__Short exercise__.
Reproduce every one of the records below line for line, changing nothing.

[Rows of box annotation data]
============

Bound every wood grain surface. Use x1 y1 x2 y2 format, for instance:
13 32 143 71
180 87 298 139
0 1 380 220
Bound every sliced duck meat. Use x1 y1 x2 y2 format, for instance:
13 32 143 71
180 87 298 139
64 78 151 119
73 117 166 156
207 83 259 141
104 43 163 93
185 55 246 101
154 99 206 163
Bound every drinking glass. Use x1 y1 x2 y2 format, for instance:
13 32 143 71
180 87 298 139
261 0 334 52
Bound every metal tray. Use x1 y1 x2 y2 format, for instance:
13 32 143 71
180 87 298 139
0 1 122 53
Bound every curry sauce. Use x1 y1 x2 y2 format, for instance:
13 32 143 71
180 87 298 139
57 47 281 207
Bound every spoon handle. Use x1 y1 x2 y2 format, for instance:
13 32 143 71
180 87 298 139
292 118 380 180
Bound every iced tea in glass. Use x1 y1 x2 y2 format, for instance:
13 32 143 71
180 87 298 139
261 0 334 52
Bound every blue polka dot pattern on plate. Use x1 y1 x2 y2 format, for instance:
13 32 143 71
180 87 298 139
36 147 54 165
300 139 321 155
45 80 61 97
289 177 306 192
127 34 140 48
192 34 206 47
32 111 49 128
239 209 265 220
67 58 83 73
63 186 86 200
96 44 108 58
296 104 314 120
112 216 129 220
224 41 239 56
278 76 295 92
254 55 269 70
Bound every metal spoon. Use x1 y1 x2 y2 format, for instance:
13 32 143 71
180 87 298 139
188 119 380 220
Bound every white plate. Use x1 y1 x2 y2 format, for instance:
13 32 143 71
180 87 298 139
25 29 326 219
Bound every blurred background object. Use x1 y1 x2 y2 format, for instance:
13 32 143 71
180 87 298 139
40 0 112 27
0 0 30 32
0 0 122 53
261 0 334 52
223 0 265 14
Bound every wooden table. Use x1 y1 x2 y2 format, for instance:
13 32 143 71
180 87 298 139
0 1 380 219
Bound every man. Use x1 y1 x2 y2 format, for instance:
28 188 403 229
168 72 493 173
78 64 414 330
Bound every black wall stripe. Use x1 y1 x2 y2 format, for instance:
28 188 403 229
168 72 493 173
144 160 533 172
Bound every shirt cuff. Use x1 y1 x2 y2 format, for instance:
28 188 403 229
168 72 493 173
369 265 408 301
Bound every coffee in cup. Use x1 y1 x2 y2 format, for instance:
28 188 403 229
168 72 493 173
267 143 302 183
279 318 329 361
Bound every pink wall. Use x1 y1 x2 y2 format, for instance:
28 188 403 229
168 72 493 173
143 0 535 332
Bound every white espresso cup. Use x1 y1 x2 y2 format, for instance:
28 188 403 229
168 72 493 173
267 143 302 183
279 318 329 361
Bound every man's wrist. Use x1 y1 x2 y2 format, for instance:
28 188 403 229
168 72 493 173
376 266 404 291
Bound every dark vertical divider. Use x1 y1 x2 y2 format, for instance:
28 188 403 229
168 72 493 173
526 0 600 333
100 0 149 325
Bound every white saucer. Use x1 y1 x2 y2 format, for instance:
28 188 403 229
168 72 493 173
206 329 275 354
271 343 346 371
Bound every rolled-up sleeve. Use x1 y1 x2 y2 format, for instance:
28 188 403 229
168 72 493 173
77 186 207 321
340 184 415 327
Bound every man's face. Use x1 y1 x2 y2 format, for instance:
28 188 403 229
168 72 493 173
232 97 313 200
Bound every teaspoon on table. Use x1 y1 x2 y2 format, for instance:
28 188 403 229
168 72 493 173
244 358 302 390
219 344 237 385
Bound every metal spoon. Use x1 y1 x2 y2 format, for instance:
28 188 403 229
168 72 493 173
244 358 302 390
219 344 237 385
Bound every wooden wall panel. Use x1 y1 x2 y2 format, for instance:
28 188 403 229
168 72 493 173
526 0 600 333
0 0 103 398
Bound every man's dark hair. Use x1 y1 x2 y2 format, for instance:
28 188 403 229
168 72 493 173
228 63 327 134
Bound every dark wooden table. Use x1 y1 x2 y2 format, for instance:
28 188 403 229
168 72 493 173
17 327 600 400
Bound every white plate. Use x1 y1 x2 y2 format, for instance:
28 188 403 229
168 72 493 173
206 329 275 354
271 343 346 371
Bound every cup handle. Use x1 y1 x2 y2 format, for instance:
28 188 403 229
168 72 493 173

============

__Final answer__.
Bound every wood grain surface. Use x1 y1 x2 y2 format, for instance:
13 32 143 71
180 87 298 139
0 1 380 220
Bound every sliced duck meat. Use x1 y1 x2 y2 format, for instance:
13 32 143 71
180 87 298 139
64 78 151 119
73 117 166 156
207 83 259 141
104 43 163 93
185 55 246 101
154 99 206 163
Bound every drinking glass. Use x1 y1 x2 y2 format, for instance:
13 32 143 71
180 87 298 139
261 0 334 52
Bound every metal tray. Use x1 y1 x2 y2 format, for instance:
13 32 143 71
180 87 298 139
0 1 122 53
Bound every curry sauce. Use x1 y1 x2 y2 format, for instance:
13 32 143 71
180 87 298 139
57 47 281 207
Bound every spoon handle. Use x1 y1 x2 y2 format, for instance:
13 32 143 71
180 87 298 139
292 118 380 180
Bound every iced tea in glass. Use x1 y1 x2 y2 format, for instance:
13 32 143 71
180 87 298 139
261 0 334 52
Bound every blue polka dot pattern on plate. Use x1 y1 x2 y2 format, for instance:
13 32 143 71
180 87 298 139
36 147 54 165
300 139 321 155
45 80 61 97
289 177 306 192
127 34 140 48
192 34 206 47
32 111 49 128
239 209 265 220
67 58 83 73
63 186 86 200
96 44 108 58
296 104 314 120
112 216 129 220
224 41 239 56
278 76 295 92
254 55 269 70
Bound every metal spoon. Use x1 y1 x2 y2 format, for instance:
13 32 143 71
180 87 298 139
188 119 380 220
Bound every white plate. Use x1 y1 x2 y2 format, for instance:
13 32 143 71
180 87 298 139
25 29 326 219
Bound every blurred background object. Use x1 y1 x2 y2 format, for instance:
13 32 143 71
180 87 298 139
40 0 112 27
0 0 30 32
0 0 122 53
261 0 334 52
223 0 265 14
Bound every wooden table. Use x1 y1 x2 y2 format, for instance:
13 32 143 71
180 87 298 139
0 1 380 219
Bound every man. Use x1 y1 x2 y2 format, for instance:
28 188 403 229
168 72 493 173
78 64 414 330
Bound every black wall stripe. Use x1 y1 x2 y2 format, for instance:
28 188 403 229
168 72 493 173
144 160 533 172
Bound every shirt cuff. Use x1 y1 x2 y2 format, for instance:
28 188 403 229
168 72 493 173
369 265 408 301
Bound every coffee in cup. Use x1 y1 x2 y2 format, for instance:
28 188 403 229
168 72 493 173
267 143 302 183
279 318 329 361
Bound every pink wall. Use x1 y1 x2 y2 format, for instance:
28 188 403 229
168 72 493 173
143 0 535 332
Bound every white espresso cup. Use x1 y1 x2 y2 format, for instance:
28 188 403 229
168 72 493 173
267 143 302 183
279 318 329 361
Bound every man's wrist. Use x1 y1 x2 y2 format, for instance:
28 188 403 229
168 72 493 173
376 266 404 291
Bound every dark vertical divider. Use x1 y1 x2 y2 format, for instance:
28 188 403 229
168 72 493 173
526 0 600 333
100 0 149 325
Bound every white saucer. Use x1 y1 x2 y2 format, for instance:
28 188 403 229
168 72 493 173
206 329 275 354
271 343 346 371
Bound every rolled-up sleeve. Use x1 y1 x2 y2 format, for instance:
28 188 403 229
168 72 493 173
77 186 207 321
340 184 415 327
Bound every man's face. Use x1 y1 x2 y2 format, for instance:
28 188 403 229
168 72 493 173
232 97 313 200
Bound every teaspoon on table. Use x1 y1 x2 y2 format, for instance:
28 188 403 229
168 72 493 173
244 358 302 390
219 344 237 385
Bound every metal spoon. Use x1 y1 x2 y2 format, for instance:
28 188 403 229
168 72 493 173
244 358 302 390
219 344 237 385
Bound every wooden wall panel. Use x1 y1 x2 y2 format, for instance:
28 188 403 229
168 72 493 173
526 0 600 333
0 0 103 398
Bound every man's dark hair. Use x1 y1 x2 y2 format, for instance:
28 188 403 229
168 72 493 173
228 63 327 134
Bound every dark wooden table. Use x1 y1 x2 y2 format, for instance:
28 188 403 229
168 72 493 173
17 327 600 400
Bound every white plate. Use x1 y1 x2 y2 format, for instance:
28 188 403 229
168 72 493 173
206 329 275 354
271 343 346 371
Bound every cup handle. Use x1 y1 x2 y2 format, for instance:
28 188 403 229
168 72 493 173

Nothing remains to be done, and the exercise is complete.